Textauszug »
§
Für die „subklinische Inflammation“ existiert keine Definition, die auf objektiven und absolut messbaren Kriterien beruht. Im Allgemeinen wird mit dem Begriff der subklinischen Inflammation im Kontext mit Krankheiten wie dem Typ-2-Diabetes ein Zustand beschrieben, der sich in der geringgradigen Erhöhung verschiedener Immunmediatoren im Blut im Vergleich zum Blut gesunder Kontrollpersonen äußert, ohne dass klassische Entzündungssymptome vorhanden sind. Diese Immunmediatoren umfassen immunologisch aktive Proteine oder Lipidverbindungen, die nicht nur von Zellen des Immunsystems freigesetzt werden, sondern auch aus anderen Geweben stammen, in denen eine lokale Entzündung vorhanden ist. Dazu gehören z. B. das Fettgewebe und die Leber, die bei Adipositas durch vermehrte Einlagerung von Triglyzeriden und durch die Infiltration von Zellen des Immunsystems (Leukozyten) charakterisiert sind.
§
Gezeigtes Material »
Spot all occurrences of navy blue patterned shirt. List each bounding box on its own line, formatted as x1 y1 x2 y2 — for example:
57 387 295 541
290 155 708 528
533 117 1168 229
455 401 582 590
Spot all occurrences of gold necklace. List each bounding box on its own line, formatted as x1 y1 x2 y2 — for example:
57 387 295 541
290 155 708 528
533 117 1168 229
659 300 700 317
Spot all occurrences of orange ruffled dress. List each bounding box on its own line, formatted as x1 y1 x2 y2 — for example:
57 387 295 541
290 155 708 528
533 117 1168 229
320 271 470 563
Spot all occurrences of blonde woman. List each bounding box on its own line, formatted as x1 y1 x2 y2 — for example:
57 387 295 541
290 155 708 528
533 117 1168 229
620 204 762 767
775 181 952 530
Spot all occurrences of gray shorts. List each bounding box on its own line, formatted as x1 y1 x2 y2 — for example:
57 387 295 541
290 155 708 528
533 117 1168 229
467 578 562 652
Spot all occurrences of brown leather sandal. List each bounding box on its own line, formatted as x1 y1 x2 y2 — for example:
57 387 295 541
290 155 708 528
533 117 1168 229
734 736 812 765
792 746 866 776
§
Aufgabe » Schreib den Text über die subklinische Inflammation nach seinem letzten Satz weiter.

Antwort »
Im Unterschied zu physiologischen Entzündungsreaktionen, die zumeist lokal begrenzt sind und transient sind, stellt die subklinische Inflammation einen Zustand dar, der nicht durch eine kurzzeitige, sondern durch eine chronische Erhöhung von Immunmediatoren im Blut gekennzeichnet ist. Dies beruht auf der Tatsache, dass auch die Risikofaktoren, die diese subklinische Inflammation induzieren, über einen längeren Zeitraum präsent sind und dass die Immunaktivierung diese Risikofaktoren nicht abschwächen oder gar eliminieren kann, sondern stattdessen zur Entwicklung des Typ-2-Diabetes und anderer Erkrankungen beiträgt.